— WHAT IS REQUIRED —
Transcribe the entries below from the line containing "Request = locate the carved" through the last line of the entries, inclusive, leaving out the pictures.

— INPUT FOR THIS TASK —
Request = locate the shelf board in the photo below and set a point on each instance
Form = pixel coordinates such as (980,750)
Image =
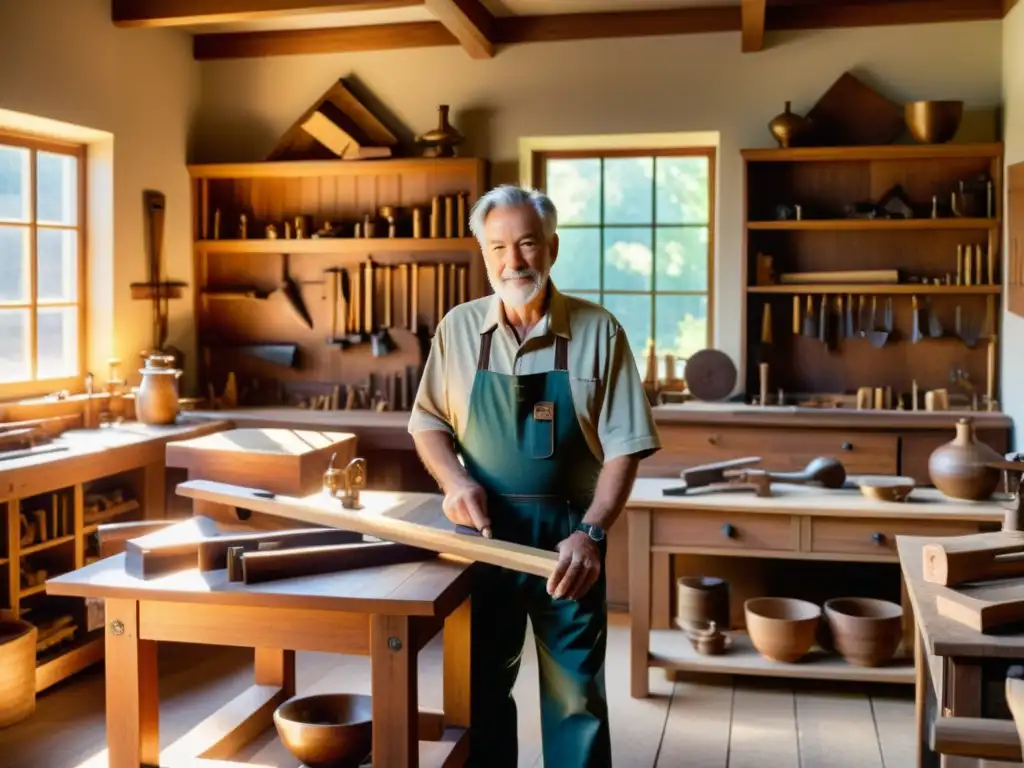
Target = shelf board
(671,649)
(834,288)
(339,245)
(875,224)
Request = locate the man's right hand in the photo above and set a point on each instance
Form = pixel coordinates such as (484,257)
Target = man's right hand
(466,504)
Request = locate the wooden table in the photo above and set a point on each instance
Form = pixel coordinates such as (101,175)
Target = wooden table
(960,674)
(796,523)
(388,613)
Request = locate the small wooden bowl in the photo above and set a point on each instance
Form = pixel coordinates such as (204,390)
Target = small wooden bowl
(886,487)
(331,730)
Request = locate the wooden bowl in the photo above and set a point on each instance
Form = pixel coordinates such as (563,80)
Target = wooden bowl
(782,629)
(933,122)
(886,487)
(866,632)
(330,730)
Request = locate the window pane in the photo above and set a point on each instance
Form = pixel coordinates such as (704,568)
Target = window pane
(681,324)
(56,188)
(14,181)
(681,258)
(57,279)
(682,190)
(628,259)
(633,313)
(57,342)
(14,273)
(14,345)
(574,187)
(579,264)
(629,190)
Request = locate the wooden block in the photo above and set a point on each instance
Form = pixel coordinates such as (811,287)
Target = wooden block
(290,462)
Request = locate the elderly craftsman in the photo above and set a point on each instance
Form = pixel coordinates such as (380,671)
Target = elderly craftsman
(540,395)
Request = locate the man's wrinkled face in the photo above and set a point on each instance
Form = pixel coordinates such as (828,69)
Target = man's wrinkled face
(517,257)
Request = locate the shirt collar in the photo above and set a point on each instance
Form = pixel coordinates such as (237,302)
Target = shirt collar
(556,320)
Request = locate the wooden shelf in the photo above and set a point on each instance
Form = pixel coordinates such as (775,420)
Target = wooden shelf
(920,290)
(875,224)
(339,245)
(672,650)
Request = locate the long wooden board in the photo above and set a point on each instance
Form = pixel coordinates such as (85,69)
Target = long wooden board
(415,519)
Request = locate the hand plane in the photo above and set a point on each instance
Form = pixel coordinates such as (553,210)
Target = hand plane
(738,473)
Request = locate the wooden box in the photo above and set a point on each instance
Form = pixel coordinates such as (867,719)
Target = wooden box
(288,462)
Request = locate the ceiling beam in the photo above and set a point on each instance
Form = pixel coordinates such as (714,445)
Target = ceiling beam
(187,12)
(753,32)
(471,24)
(335,40)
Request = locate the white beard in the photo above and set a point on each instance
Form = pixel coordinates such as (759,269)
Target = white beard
(514,295)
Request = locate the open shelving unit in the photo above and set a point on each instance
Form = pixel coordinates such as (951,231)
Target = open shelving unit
(418,273)
(898,209)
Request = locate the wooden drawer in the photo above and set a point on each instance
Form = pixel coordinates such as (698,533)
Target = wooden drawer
(726,530)
(875,537)
(780,450)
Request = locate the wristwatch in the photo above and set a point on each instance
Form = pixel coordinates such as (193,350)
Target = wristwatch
(596,532)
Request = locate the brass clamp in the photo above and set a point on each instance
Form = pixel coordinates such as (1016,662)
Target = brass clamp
(345,483)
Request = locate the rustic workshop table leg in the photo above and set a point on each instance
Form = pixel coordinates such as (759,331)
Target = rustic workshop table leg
(395,692)
(132,693)
(639,601)
(456,667)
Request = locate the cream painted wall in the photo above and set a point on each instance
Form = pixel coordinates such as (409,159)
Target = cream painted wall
(1012,377)
(64,60)
(671,84)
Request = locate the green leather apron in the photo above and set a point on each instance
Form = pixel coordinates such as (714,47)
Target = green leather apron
(523,444)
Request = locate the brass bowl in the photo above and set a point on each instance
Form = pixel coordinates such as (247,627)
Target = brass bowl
(330,730)
(933,122)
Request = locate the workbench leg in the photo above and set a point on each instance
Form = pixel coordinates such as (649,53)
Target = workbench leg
(394,689)
(639,601)
(457,666)
(132,693)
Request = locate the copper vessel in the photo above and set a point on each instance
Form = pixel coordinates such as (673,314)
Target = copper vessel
(330,730)
(933,122)
(790,129)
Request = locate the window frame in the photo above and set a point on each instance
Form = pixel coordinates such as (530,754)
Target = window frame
(538,160)
(34,386)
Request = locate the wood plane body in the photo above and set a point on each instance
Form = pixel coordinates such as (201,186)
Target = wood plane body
(414,519)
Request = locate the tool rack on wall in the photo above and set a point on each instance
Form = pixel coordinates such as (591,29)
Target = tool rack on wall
(278,247)
(896,228)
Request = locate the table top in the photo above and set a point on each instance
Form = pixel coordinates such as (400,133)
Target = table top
(944,637)
(427,588)
(925,504)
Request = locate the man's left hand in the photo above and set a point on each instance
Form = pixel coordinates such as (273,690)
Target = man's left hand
(578,568)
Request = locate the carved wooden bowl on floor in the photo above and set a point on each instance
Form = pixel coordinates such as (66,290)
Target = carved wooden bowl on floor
(330,730)
(781,629)
(866,632)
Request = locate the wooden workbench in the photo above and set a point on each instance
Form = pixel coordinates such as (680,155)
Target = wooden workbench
(960,672)
(130,455)
(388,613)
(797,523)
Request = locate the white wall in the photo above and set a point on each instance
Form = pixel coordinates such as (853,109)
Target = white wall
(1012,378)
(669,84)
(64,60)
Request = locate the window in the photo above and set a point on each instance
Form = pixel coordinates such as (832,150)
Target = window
(41,317)
(636,237)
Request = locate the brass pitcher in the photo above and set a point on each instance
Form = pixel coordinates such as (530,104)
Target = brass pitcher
(157,399)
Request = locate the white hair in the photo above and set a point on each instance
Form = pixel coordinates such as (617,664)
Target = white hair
(510,196)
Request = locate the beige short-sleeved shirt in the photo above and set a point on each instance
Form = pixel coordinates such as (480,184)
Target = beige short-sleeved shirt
(607,392)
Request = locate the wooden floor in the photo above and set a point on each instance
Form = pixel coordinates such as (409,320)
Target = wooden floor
(711,723)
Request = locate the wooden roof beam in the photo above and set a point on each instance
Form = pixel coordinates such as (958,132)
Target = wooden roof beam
(469,22)
(753,15)
(187,12)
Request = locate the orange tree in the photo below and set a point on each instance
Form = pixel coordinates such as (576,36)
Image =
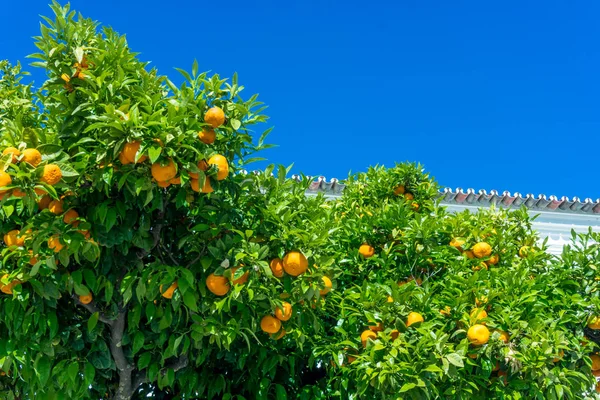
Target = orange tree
(137,261)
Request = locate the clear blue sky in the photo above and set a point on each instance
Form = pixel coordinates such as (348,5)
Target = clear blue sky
(492,95)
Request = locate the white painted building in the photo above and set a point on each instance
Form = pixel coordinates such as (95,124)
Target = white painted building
(555,217)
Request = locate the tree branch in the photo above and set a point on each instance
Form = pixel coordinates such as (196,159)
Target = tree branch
(92,308)
(175,364)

— IN RESPONSE —
Request = locate the carved wooden bowl on floor in the photo above and set a point on each instance
Form = pixel coordinates such as (66,290)
Target = carved wooden bowl on floor
(330,730)
(781,629)
(866,632)
Request = locate the wooden workbench in the photo above and set a point on each instance
Form = pixel coordinates such as (680,155)
Target = wooden workbench
(960,672)
(130,455)
(388,613)
(797,523)
Request = locate the white wall in the photo above and set a point on each instance
Form = pixel coordinates such as (853,109)
Target = white wall
(1012,378)
(669,84)
(64,60)
Request = locate the window in the photo above and set a point on each instance
Form = pixel coordinates such as (832,150)
Target = window
(41,317)
(636,237)
Request = locate the brass pitcher in the photo above and set a point on each instance
Form = pixel coordinates such as (530,104)
Target = brass pitcher
(157,399)
Request = locate the white hair in the photo above and set a point on each instance
Form = pixel coordinates such as (617,664)
Target = white hair
(510,196)
Request = locate the beige short-sleeved shirt in the photo above and set a point on each instance
Form = pixel coordinates such as (480,184)
Target = beige short-sleeved shirt
(607,392)
Request = locate the wooden floor in the photo above and set a point on each instance
Form = pixel coordinates such as (409,320)
Target = wooden floor
(711,723)
Request = locate the wooden roof beam in the photo above and set a point on each instance
Form = pixel coordinates such as (958,132)
Target = wooden roof beam
(469,22)
(753,15)
(187,12)
Request = locate the orange tree in the photo below and set a point on each instance
Form = pixel coordinates such as (576,36)
Image =
Target = orange tree
(137,261)
Request = locate the clear blue sky in the photo above and set a point on each instance
Form = pixel coordinates such as (348,5)
Target = clear blue sky
(492,95)
Request = locate the white painted building in the photo above and set a point on each instance
Form = pixel coordinates such as (95,124)
Target = white painted building
(555,217)
Request = locate the tree branch in the photo above and set a point on each instance
Form = pixel coordinates such as (196,159)
Target = tree branch
(92,308)
(175,364)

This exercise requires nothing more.